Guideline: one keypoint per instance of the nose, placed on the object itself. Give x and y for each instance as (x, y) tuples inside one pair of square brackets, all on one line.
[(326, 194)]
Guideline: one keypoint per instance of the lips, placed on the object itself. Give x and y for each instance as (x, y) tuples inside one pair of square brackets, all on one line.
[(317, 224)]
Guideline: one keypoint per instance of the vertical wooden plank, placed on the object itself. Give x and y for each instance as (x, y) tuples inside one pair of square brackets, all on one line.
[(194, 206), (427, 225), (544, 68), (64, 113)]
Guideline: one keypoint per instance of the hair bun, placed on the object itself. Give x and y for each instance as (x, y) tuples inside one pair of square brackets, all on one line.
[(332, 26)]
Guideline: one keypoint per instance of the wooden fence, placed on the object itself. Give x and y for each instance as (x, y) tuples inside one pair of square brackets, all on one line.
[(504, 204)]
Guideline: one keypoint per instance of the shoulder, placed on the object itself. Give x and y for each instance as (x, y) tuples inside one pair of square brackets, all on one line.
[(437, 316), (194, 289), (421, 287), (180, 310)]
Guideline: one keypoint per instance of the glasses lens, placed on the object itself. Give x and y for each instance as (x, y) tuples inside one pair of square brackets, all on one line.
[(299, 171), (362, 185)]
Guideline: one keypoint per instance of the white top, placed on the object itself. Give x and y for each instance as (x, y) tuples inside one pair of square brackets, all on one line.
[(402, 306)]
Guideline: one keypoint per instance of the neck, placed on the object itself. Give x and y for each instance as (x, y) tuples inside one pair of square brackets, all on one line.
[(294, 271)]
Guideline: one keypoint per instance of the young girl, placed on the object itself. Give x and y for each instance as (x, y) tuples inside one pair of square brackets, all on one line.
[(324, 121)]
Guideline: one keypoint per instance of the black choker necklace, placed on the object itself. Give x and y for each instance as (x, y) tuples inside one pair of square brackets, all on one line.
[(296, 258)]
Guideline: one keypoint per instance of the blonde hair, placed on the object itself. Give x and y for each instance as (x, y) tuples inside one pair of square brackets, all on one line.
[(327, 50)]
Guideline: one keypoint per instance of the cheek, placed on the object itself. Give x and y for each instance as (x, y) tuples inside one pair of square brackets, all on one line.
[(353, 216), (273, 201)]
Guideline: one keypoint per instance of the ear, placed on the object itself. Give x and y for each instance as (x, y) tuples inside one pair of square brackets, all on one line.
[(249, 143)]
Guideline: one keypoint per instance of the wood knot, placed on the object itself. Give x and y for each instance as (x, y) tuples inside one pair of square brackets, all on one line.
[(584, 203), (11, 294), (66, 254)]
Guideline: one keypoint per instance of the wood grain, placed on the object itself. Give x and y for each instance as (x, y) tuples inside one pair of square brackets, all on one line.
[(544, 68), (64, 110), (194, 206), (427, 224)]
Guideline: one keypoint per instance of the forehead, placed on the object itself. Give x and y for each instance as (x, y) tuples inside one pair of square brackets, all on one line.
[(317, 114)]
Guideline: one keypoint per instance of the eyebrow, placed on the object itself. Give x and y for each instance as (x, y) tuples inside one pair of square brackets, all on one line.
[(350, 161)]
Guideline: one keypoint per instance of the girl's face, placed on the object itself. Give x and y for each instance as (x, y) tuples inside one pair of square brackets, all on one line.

EXERCISE:
Put the rows above into a numbered list, omitting any blank lines.

RESPONSE:
1. Guideline: one keypoint per instance of the nose, placed on the object itself. Give x and y for each instance as (x, y) tuples inside one pair of square brackets, all on one line.
2. [(326, 194)]
3. Guideline: one keypoint per instance of the lips, placed on the object itself. Give x and y for each instance as (x, y) tuples inside one pair of square brackets, all on one line.
4. [(317, 224)]
5. Guideline: one keypoint per instance of the vertical wooden plank, placed on the object itself. Give x and y for each instance as (x, y) tuples inside one pair of square brackets, all on one line.
6. [(194, 206), (427, 225), (544, 68), (64, 113)]
7. Guideline: one keypoint per instance of the hair bun, placed on the object itself. Give x and y for each instance as (x, y) tuples inside one pair of square brackets, all on one line.
8. [(332, 26)]
9. Guideline: one keypoint per instance of the wooden fence, placed on the object itself. Give x and y for each instance as (x, y) tuples inside one pair of square brackets, all on one line.
10. [(504, 204)]
11. Guideline: one keypoint per instance of the shoulder, placed on the object itself. Give x and y for each instance as (x, y) tuples inside one pair of square brackets, all on one line.
12. [(437, 316), (194, 289), (421, 287), (180, 310)]
13. Guideline: one keypoint per instance of the glasses lens, placed on the object itself. Give x and y for each instance as (x, y) tuples inside one pair of square brackets, all on one line.
14. [(299, 171), (362, 185)]
15. Guideline: one keypoint per instance of the white top, placed on the object itself. Give x and y for each instance as (x, y) tuples inside one pair of square brackets, all on one line.
16. [(402, 306)]
17. Guideline: one keypoint per instance of the neck, placed on the object itself. Give x and y for each instance as (x, y) tuples inside one pair of square brackets, all on one line.
18. [(294, 271)]
19. Guideline: one keypoint per instance of the young girl, placed on the object itself. Give x and y for each instance as (x, y) tuples inside one pair of square brackets, all on one line.
20. [(324, 121)]
21. Guideline: one keypoint per instance of the black choker necklace, placed on the object itself. Give x and y for each instance as (x, y) tuples inside one pair of square brackets, all on one line.
22. [(296, 258)]
23. Guideline: one keypoint per instance of the blonde hair, placed on the object itself. Give x and y for each instance as (x, y) tuples inside one pair of square brackets, all on one line.
24. [(327, 50)]
25. Guideline: one keypoint per instance of the cheek, placed on the object itself. Give x and y for each instance as (x, y) tuples inside one pair of square brackets, all on one line.
26. [(353, 216), (273, 201)]
27. Guideline: one keypoint per instance of the ear, placed on the object itself. Give x and y for each instance as (x, y) tuples inside one pair of square brackets, all on one line.
28. [(249, 143)]
29. Guideline: one keypoint per instance of the wood knot, placed on the object itself. Give x and y for each instance as (x, y) tuples inside one pair of square brackets, all on one line.
30. [(584, 203), (11, 294), (66, 254)]
31. Guideline: one keypoint per instance of the wood grain, placed on the object itself. Give x and y for each instance as (x, y) tuples inside one pair of square brackets, all on one line.
32. [(544, 68), (64, 110), (194, 206), (427, 224)]
33. Guideline: one keypoint per instance of the forehead, placed on the object itself. Give x and y for each instance as (x, y) tuples inside one pair of square brackets, all on one line.
34. [(317, 114)]
35. Guideline: one keypoint per instance of the eyebrow, placed on the object itself. Give x and y for each instance as (x, y) tuples inside one pair of square brackets, all on one line.
36. [(350, 161)]
37. Guideline: one keypoint per instance of the girl's face, placed on the object itself. Give x and y for each instance as (x, y) tuples inside one pair of square brackets, all on one line.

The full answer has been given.